**** ARTICLE

Some of the foundation brick-work of Travis's baths can be seen in a small court-yard at the top-end of St. Nicholas Cliff; however, no other trace of these Victorian establishments remain. (Return to map) 

 Christ Church: Situated near the top of Vernon Place (now Vernon Road) - about a four-minutes walk from Wood's Lodgings. This was where Anne worshipped with the Robinson family: her funeral was also conducted in this church.

The church was demolished in 1979 - it's site now being occupied by 'Christchurch House' - located on the 'Westborough' side, or north side, of the Scarborough Library. 'Christchurch House' currently houses a supermarket and a fish-and-chip restaurant. (Return to map) 

 St. Mary's church: Located at the highest point of Scarborough (excepting the castle), and close to the castle entrance. Anne makes reference to this church in her novel, Agnes Grey - though its actual name is omitted: after a walk through the crowded streets, the hero and heroine come in sight of 'the venerable old church, and the castle hill' which they ascend on their way to the vantage point from where they look out over the sea. Anne is now buried in this church's graveyard.

********
**** GIVEN DATA

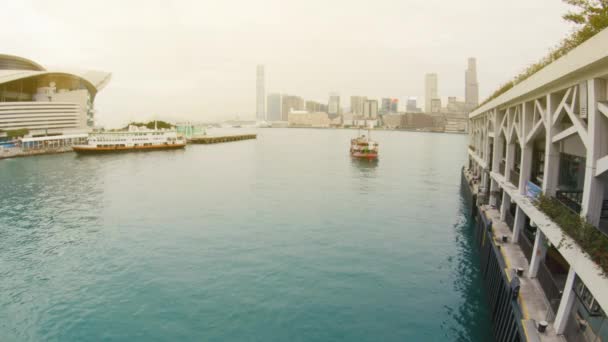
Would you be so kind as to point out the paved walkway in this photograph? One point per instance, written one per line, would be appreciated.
(532, 299)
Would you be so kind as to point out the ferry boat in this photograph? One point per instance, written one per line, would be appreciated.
(364, 147)
(135, 139)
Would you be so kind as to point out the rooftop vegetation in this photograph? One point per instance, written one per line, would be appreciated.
(588, 237)
(151, 124)
(589, 17)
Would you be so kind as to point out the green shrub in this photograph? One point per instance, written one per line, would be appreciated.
(588, 237)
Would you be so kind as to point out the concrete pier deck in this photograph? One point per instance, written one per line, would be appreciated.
(220, 139)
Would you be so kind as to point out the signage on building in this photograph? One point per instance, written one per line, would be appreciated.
(532, 190)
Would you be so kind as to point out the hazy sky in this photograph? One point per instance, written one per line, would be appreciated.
(196, 59)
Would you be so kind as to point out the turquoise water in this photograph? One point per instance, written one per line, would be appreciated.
(283, 238)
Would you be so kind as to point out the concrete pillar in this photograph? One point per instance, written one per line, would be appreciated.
(518, 224)
(538, 253)
(493, 188)
(565, 306)
(504, 207)
(551, 169)
(526, 167)
(509, 160)
(593, 189)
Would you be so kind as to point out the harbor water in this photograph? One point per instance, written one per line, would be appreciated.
(282, 238)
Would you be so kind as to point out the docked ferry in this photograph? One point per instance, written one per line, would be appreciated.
(135, 139)
(364, 147)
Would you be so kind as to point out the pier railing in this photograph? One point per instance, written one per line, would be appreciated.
(502, 293)
(549, 285)
(572, 199)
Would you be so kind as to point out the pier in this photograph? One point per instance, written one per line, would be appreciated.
(220, 139)
(534, 151)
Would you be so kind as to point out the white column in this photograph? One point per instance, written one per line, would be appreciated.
(538, 253)
(565, 306)
(493, 188)
(526, 167)
(518, 225)
(551, 169)
(504, 207)
(593, 189)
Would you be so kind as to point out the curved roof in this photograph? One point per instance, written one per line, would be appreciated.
(94, 80)
(9, 62)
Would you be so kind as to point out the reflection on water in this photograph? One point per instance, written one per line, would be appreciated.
(280, 238)
(366, 166)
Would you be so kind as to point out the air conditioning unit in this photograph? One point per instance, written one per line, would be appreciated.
(582, 100)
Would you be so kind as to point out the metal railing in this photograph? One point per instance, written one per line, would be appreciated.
(509, 219)
(525, 244)
(514, 177)
(572, 199)
(549, 285)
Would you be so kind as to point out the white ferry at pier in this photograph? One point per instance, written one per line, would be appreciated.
(135, 139)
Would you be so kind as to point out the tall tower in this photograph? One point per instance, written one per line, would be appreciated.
(471, 87)
(260, 111)
(430, 91)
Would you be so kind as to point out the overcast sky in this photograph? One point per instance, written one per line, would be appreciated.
(196, 59)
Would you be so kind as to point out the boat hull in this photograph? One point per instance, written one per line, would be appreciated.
(118, 149)
(362, 155)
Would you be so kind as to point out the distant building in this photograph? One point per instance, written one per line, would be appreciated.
(356, 104)
(313, 107)
(435, 106)
(290, 103)
(260, 94)
(47, 102)
(315, 119)
(394, 106)
(430, 91)
(412, 106)
(471, 96)
(333, 109)
(385, 105)
(455, 106)
(274, 104)
(370, 109)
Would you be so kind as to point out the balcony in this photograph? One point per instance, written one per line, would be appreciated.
(514, 177)
(571, 199)
(501, 167)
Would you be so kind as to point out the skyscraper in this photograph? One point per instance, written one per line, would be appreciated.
(370, 109)
(471, 92)
(356, 104)
(290, 103)
(333, 108)
(274, 107)
(260, 111)
(430, 91)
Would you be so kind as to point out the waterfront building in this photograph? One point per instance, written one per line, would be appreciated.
(315, 119)
(313, 107)
(430, 91)
(370, 109)
(260, 112)
(42, 102)
(290, 103)
(273, 107)
(394, 106)
(412, 106)
(547, 136)
(471, 86)
(333, 108)
(435, 106)
(356, 104)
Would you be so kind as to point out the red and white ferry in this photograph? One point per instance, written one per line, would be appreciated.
(364, 147)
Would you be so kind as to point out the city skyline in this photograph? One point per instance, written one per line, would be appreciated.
(203, 54)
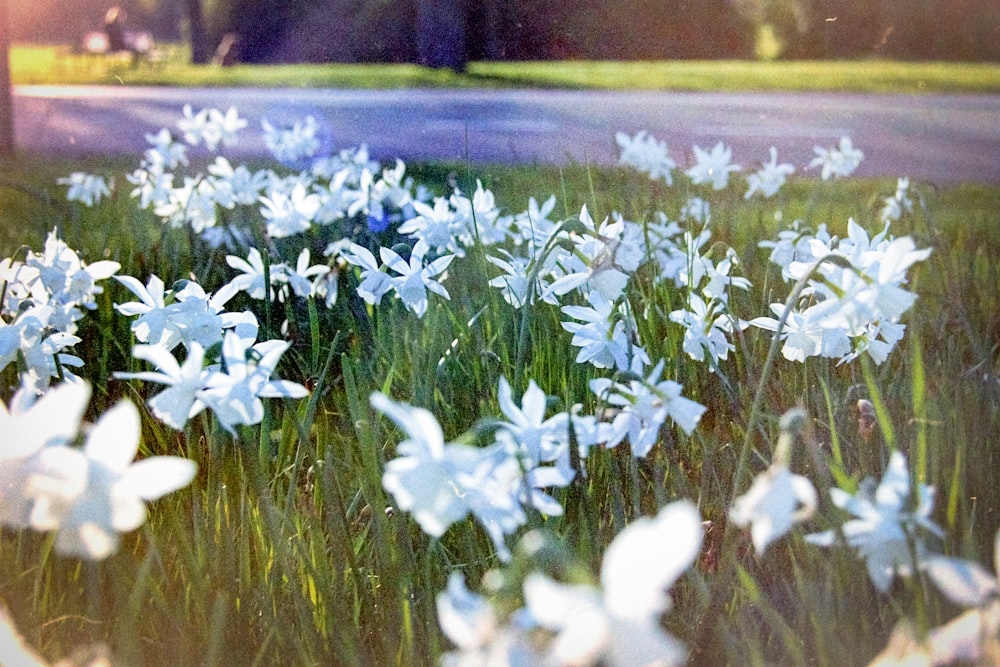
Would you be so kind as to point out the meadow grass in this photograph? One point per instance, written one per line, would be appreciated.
(34, 64)
(281, 551)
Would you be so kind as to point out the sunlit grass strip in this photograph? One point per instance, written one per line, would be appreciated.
(60, 65)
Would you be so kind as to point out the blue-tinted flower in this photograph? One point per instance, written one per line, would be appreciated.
(769, 178)
(644, 407)
(90, 495)
(776, 501)
(644, 153)
(889, 525)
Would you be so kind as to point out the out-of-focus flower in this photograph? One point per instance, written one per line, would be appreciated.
(291, 144)
(289, 214)
(619, 625)
(644, 153)
(769, 178)
(211, 126)
(424, 478)
(712, 166)
(776, 501)
(415, 279)
(29, 426)
(90, 495)
(839, 162)
(466, 619)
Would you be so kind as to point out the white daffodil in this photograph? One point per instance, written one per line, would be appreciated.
(644, 407)
(29, 426)
(234, 394)
(712, 166)
(415, 279)
(375, 283)
(888, 527)
(90, 495)
(619, 624)
(179, 402)
(644, 153)
(776, 501)
(769, 178)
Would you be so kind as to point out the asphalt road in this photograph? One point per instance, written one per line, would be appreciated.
(939, 138)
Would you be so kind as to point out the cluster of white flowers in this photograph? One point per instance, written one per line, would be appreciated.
(196, 321)
(44, 297)
(617, 623)
(851, 302)
(853, 296)
(87, 494)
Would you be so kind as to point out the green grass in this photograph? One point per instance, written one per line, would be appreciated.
(289, 559)
(59, 65)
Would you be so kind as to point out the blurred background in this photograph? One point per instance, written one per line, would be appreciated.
(450, 33)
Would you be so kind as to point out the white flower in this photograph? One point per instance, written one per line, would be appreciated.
(234, 394)
(513, 283)
(90, 495)
(88, 189)
(415, 279)
(304, 278)
(465, 618)
(646, 154)
(178, 403)
(839, 162)
(538, 438)
(776, 501)
(712, 167)
(619, 625)
(888, 524)
(705, 329)
(375, 283)
(602, 336)
(423, 479)
(769, 178)
(290, 144)
(153, 324)
(29, 426)
(289, 214)
(644, 407)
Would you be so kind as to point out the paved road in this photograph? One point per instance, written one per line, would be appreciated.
(939, 138)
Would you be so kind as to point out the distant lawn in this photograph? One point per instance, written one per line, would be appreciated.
(32, 64)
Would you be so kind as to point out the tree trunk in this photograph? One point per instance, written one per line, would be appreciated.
(200, 53)
(6, 103)
(442, 32)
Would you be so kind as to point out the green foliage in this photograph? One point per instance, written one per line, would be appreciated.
(293, 558)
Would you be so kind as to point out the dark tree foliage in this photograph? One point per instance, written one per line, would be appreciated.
(450, 33)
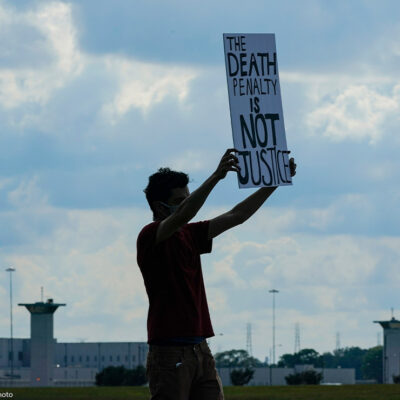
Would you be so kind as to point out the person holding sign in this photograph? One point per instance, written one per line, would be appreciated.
(180, 365)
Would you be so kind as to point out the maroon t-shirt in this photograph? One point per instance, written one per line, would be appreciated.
(174, 281)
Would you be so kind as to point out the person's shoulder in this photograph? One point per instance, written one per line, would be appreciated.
(196, 227)
(148, 230)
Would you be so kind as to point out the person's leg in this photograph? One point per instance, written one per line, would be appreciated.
(207, 385)
(170, 371)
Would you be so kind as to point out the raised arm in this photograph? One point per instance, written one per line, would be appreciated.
(244, 210)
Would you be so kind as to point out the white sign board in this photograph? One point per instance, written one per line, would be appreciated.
(256, 109)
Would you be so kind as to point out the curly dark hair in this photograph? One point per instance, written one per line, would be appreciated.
(161, 184)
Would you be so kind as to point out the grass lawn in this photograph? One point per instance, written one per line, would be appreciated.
(348, 392)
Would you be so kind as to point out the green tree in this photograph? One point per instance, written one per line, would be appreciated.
(310, 377)
(372, 367)
(305, 356)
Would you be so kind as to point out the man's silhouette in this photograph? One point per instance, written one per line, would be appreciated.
(180, 365)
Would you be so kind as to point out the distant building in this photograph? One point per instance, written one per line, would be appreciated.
(41, 361)
(391, 349)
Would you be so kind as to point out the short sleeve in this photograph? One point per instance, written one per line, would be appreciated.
(199, 234)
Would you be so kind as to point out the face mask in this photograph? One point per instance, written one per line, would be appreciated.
(172, 209)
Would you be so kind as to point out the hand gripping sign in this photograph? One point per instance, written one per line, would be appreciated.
(256, 109)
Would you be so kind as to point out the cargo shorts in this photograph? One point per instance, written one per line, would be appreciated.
(183, 373)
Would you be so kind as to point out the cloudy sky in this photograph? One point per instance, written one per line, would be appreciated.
(97, 95)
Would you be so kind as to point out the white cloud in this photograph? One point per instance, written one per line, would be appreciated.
(136, 84)
(356, 113)
(143, 85)
(52, 23)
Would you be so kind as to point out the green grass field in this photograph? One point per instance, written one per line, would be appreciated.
(349, 392)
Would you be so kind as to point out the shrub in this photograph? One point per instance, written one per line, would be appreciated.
(304, 378)
(240, 377)
(121, 376)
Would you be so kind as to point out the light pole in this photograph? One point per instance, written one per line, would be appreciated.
(273, 291)
(11, 270)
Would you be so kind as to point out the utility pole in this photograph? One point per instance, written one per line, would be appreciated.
(249, 346)
(273, 291)
(11, 356)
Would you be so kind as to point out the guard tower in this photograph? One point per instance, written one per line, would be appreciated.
(391, 349)
(42, 341)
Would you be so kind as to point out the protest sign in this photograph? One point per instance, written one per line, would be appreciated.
(256, 109)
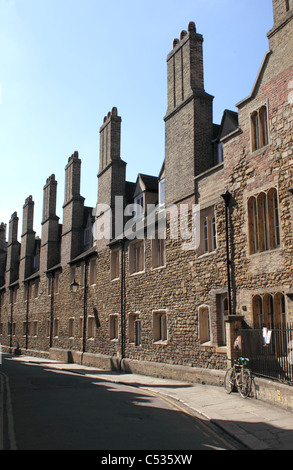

********

- **REQUIRED ACTIONS**
#1 Answer these questions from the passage on Scarborough sites:
(a) In what year was Christ Church demolished?
(b) What businesses does 'Christchurch House' currently house?
(c) Where is Anne now buried?
#2 Write the next part of the passage on Scarborough sites, picking up after its final sentence.

- **EXPECTED RESULTS**
#1
(a) 1979
(b) A supermarket and a fish-and-chip restaurant
(c) In the graveyard of St. Mary's church

#2
From some parts of St. Mary's churchyard (the location of Anne's grave is one) - captivating views of the South Bay can be obtained. The church is a medieval structure, and by the 1840s was in a very dilapidated state. It was undergoing extensive renovations in 1849 when Anne was buried there. (Return to map) 

 Anne's grave: This map was drawn the year after Anne's last visit to Scarborough with the Robinson family (1845). It was another four years before she spent her final days there - in May 1849; however, I have indicated on it the eventual location of her grave. Her grave is now maintained by the Brontë Society. (Return to map)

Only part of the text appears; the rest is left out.